[What you are asked to do]
Render every line of the entries below as a Markdown table with two columns, Row and Line, numbering each line in order and omitting blank lines.

>> Start Supplied information

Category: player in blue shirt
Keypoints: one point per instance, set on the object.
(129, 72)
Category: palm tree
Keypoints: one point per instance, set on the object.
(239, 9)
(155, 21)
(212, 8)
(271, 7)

>> End Supplied information

[Exercise answer]
| Row | Line |
|---|---|
| 1 | Category: player in blue shirt |
| 2 | Keypoints: one point per instance, set on the object. |
| 3 | (129, 72) |
| 4 | Category: palm tree |
| 5 | Keypoints: one point per instance, set on the object. |
| 6 | (239, 9) |
| 7 | (155, 21) |
| 8 | (212, 8) |
| 9 | (271, 7) |